• DIRECTIONS FOR THIS TASK
State how many lines below contain the string "skin". Treat matching as case-sensitive, and reply with that number alone.

Object location annotation records:

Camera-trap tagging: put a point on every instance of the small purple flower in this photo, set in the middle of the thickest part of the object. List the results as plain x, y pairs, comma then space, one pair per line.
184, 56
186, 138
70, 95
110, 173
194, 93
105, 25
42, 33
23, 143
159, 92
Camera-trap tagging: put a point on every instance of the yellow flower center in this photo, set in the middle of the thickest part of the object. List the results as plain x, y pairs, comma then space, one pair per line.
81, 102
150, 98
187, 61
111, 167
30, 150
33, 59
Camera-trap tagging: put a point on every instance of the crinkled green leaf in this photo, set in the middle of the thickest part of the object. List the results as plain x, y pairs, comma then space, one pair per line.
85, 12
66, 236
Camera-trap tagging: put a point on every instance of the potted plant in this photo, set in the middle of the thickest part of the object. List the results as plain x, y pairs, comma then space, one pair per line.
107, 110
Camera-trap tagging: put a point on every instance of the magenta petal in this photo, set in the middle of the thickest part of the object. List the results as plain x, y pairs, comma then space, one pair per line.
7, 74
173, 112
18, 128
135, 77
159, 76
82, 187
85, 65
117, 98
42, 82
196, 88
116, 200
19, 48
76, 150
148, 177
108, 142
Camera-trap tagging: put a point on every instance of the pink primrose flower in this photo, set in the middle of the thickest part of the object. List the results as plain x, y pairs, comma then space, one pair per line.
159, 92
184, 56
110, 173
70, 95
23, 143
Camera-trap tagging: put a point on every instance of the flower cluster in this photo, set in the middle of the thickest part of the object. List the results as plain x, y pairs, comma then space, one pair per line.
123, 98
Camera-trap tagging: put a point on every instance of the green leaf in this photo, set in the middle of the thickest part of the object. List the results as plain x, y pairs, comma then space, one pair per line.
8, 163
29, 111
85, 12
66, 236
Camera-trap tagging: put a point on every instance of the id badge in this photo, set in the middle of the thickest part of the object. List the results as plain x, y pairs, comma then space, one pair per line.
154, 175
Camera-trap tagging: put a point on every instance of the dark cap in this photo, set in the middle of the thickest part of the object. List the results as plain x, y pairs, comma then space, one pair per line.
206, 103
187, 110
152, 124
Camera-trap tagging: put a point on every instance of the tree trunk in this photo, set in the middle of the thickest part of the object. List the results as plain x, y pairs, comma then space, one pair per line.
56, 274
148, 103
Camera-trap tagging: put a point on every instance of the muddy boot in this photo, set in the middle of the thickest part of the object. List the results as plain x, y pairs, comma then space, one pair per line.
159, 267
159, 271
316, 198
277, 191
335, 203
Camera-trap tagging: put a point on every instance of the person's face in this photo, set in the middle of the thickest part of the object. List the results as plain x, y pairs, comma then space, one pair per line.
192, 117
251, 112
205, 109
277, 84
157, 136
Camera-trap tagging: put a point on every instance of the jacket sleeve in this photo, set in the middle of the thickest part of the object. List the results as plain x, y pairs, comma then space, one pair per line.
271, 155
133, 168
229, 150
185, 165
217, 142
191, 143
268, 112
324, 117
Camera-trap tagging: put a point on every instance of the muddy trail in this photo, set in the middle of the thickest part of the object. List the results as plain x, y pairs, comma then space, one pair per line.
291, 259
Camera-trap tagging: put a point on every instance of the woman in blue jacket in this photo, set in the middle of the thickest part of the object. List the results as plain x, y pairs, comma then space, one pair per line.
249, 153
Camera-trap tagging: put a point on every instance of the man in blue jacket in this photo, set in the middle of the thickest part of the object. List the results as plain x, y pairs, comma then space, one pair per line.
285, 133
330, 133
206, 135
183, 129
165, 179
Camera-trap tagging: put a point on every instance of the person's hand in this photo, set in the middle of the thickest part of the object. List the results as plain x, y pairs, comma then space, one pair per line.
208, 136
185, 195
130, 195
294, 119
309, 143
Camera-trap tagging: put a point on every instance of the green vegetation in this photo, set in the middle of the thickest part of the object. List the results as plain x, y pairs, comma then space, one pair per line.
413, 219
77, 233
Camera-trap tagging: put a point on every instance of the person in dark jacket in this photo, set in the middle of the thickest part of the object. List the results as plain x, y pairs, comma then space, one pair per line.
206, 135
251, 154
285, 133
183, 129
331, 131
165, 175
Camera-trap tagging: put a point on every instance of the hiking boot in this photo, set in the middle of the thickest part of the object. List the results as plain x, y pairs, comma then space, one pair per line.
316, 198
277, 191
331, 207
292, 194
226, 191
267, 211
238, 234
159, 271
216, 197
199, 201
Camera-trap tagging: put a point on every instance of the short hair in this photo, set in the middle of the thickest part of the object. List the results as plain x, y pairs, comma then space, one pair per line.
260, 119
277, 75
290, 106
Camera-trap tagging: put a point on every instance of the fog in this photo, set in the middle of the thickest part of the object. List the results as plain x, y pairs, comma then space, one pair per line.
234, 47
* * *
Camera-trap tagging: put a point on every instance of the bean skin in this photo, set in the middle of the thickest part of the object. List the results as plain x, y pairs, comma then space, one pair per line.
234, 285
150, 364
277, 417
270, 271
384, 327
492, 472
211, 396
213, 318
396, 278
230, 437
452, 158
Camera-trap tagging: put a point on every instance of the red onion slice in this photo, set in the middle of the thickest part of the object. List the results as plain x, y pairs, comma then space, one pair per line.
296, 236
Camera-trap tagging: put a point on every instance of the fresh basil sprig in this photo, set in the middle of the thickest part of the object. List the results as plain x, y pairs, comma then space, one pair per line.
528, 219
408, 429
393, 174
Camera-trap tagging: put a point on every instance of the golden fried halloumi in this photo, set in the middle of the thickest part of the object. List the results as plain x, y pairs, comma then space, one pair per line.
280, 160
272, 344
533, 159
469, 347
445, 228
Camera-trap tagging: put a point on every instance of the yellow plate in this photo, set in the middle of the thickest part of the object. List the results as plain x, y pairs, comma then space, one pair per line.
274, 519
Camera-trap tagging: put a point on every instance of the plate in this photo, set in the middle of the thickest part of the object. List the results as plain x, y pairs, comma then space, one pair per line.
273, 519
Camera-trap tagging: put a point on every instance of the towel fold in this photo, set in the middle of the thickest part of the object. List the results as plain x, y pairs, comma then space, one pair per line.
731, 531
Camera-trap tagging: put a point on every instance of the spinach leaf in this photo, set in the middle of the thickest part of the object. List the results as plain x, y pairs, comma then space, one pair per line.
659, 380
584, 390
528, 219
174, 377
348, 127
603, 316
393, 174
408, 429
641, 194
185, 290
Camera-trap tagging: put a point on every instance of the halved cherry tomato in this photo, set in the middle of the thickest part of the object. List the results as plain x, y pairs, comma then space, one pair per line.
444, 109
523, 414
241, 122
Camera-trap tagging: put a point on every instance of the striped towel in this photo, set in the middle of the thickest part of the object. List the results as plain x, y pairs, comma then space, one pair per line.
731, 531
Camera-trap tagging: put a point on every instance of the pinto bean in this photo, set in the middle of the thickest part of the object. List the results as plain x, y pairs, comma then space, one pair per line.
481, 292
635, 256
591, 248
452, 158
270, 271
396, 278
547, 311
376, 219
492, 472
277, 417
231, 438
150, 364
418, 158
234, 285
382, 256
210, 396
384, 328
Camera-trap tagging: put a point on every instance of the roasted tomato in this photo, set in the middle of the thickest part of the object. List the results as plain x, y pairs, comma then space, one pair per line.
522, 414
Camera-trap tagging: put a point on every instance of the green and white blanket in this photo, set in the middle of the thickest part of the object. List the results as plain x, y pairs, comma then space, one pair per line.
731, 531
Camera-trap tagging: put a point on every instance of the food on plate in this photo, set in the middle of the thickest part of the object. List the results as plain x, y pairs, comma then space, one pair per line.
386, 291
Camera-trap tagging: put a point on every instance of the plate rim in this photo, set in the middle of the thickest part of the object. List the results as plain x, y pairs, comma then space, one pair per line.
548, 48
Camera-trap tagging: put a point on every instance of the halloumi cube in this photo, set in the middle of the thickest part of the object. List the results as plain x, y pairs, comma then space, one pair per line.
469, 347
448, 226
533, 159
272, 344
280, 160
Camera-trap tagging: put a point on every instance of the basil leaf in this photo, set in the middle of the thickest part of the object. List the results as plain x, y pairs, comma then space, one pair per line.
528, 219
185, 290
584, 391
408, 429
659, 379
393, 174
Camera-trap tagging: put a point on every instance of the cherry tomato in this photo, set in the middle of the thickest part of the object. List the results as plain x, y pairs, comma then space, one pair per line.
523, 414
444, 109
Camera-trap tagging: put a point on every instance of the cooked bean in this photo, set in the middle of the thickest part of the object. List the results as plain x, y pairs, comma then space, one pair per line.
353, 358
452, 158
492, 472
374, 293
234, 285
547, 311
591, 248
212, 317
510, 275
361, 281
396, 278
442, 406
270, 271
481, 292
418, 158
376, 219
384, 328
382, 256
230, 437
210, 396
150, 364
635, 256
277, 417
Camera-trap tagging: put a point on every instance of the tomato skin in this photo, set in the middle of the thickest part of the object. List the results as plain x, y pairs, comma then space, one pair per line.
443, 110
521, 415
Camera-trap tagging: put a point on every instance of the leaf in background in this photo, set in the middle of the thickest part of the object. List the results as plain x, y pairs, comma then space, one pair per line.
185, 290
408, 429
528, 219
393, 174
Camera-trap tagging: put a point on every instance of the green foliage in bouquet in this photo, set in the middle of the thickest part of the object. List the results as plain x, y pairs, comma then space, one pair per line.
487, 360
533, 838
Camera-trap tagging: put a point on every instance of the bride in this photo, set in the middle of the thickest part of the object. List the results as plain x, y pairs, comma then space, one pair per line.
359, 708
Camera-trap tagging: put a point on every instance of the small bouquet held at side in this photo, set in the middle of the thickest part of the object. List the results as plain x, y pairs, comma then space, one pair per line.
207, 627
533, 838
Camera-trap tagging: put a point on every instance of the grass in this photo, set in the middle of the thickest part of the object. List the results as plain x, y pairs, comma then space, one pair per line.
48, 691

• EXERCISE OUTPUT
2